**Supplied data**

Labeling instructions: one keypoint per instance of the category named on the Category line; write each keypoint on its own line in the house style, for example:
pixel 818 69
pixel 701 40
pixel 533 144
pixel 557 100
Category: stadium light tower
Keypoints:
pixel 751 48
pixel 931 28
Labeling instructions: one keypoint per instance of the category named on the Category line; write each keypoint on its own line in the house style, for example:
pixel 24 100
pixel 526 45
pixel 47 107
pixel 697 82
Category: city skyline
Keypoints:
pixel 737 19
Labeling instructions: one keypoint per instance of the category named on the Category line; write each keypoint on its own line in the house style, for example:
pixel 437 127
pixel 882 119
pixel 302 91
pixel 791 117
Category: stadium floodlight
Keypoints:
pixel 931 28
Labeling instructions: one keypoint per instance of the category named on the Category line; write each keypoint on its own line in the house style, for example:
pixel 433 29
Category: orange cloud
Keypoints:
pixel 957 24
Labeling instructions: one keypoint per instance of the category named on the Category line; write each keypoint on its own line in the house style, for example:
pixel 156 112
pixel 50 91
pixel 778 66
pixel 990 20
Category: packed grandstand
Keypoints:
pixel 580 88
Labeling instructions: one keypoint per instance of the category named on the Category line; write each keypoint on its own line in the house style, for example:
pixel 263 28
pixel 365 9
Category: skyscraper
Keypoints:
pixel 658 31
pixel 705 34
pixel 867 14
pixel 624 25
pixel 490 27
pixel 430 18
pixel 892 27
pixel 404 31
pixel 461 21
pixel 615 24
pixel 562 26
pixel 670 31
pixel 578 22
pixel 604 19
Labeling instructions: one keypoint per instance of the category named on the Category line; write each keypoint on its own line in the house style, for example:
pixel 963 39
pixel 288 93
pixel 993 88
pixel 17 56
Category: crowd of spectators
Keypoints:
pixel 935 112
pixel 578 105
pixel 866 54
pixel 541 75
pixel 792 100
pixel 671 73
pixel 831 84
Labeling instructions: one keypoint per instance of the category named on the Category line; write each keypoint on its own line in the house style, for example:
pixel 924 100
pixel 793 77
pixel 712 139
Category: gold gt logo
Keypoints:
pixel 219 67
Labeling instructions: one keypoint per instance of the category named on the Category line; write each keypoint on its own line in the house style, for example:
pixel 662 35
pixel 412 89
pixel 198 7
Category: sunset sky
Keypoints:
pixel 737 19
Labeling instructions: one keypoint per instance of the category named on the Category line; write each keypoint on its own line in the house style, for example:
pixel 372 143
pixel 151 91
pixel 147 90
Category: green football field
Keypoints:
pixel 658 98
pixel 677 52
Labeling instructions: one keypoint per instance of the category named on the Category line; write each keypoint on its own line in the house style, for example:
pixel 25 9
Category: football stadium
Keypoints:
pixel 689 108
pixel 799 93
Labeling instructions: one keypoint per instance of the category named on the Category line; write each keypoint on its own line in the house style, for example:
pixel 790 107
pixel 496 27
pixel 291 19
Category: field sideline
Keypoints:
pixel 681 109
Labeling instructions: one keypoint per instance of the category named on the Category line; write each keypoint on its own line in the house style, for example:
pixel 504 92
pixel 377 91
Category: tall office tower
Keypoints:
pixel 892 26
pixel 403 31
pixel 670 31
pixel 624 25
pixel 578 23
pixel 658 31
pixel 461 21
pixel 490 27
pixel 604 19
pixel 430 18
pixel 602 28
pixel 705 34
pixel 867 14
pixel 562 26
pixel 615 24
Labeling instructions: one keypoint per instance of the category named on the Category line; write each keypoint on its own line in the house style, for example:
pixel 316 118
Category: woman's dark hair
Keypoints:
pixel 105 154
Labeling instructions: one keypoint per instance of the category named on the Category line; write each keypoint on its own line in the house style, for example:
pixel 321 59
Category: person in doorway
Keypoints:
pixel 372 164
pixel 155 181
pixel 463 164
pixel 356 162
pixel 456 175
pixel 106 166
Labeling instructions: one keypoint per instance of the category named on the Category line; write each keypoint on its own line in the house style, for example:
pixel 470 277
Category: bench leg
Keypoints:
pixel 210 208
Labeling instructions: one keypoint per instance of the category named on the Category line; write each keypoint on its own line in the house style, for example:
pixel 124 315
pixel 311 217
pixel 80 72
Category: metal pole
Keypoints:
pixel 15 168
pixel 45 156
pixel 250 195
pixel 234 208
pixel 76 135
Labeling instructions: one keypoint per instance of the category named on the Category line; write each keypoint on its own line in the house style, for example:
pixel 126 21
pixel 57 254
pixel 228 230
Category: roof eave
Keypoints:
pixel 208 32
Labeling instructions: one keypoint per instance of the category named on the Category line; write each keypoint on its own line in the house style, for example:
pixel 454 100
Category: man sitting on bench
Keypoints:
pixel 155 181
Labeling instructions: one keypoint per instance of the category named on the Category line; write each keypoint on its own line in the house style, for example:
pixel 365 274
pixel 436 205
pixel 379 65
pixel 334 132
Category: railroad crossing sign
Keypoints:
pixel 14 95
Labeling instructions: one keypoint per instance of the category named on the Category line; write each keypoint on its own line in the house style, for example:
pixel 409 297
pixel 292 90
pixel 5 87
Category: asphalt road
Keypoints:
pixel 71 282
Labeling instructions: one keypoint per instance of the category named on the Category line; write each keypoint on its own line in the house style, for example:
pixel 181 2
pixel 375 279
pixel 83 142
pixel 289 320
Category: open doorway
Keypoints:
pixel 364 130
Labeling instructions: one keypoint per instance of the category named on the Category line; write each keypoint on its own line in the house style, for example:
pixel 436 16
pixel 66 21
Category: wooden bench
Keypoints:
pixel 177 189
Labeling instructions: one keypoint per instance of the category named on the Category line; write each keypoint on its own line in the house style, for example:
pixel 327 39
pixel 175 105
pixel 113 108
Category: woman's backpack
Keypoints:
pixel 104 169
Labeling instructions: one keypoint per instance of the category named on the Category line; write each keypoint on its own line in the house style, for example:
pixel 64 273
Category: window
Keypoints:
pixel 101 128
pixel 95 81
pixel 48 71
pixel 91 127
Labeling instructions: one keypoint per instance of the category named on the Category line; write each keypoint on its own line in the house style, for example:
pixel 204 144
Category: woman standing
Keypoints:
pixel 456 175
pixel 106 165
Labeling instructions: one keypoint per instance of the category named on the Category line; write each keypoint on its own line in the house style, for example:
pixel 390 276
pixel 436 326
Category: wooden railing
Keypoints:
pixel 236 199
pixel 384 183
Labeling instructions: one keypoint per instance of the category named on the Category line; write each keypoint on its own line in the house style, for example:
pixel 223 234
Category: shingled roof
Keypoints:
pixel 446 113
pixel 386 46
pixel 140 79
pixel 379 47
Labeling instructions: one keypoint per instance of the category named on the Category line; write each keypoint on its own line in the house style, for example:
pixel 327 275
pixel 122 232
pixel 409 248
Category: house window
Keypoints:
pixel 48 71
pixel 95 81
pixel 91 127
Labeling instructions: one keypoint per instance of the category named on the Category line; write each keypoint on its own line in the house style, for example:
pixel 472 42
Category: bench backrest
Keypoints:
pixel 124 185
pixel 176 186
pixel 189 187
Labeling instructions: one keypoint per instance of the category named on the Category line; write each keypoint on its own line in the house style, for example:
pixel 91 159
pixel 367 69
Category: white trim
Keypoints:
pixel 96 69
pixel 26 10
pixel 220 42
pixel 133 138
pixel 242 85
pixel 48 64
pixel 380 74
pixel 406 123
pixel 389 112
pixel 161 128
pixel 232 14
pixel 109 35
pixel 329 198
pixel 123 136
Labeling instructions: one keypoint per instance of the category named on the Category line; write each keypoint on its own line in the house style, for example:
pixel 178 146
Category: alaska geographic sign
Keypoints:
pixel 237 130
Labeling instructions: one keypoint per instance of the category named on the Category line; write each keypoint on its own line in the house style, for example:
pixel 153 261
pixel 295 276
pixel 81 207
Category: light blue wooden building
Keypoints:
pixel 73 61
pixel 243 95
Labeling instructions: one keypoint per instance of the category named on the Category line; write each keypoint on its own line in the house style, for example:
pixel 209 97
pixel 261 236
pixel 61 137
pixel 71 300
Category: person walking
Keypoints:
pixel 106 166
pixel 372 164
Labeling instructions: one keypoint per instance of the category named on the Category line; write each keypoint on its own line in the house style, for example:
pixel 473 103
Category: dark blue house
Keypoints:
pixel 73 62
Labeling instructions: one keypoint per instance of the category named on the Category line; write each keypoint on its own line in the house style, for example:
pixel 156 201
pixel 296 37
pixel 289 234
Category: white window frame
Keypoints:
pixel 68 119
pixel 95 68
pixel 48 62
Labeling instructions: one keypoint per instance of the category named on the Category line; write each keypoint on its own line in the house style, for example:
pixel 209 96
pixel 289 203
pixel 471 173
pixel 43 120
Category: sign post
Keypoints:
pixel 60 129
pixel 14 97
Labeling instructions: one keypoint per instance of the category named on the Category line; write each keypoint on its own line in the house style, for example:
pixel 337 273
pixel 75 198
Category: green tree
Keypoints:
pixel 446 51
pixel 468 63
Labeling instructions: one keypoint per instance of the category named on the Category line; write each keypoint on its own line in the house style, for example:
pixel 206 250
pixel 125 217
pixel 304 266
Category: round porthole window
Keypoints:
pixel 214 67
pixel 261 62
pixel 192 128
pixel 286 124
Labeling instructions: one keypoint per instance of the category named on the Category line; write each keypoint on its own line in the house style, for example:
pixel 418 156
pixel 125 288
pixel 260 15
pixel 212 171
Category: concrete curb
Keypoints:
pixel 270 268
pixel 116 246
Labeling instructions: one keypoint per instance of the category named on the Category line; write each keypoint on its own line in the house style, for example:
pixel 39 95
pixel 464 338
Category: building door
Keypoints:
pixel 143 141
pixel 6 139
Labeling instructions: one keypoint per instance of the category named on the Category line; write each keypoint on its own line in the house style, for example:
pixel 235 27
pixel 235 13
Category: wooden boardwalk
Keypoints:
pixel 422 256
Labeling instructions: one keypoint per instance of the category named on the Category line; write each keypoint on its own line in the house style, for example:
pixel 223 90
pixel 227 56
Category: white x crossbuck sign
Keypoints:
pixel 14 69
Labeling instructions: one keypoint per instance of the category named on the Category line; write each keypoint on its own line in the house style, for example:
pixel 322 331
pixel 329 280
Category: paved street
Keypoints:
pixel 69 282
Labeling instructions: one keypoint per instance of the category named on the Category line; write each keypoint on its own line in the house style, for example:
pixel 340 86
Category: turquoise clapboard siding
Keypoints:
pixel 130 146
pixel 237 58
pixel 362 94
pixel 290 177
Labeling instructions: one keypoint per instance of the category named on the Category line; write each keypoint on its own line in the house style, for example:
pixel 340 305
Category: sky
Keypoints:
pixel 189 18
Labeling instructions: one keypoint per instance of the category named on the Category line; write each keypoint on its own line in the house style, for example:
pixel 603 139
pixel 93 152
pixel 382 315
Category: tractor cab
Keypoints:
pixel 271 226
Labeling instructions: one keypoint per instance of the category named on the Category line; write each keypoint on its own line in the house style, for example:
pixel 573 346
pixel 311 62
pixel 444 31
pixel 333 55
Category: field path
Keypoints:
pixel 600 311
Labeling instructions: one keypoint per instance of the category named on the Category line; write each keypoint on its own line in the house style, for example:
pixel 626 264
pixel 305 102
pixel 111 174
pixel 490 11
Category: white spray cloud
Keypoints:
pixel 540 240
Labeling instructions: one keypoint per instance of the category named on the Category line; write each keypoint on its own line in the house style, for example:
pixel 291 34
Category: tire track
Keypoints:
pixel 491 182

**Written problem**
Report every line of the data above that contains the string "roof". Case counts.

**Response to this exercise**
Category: roof eave
Category: shingled roof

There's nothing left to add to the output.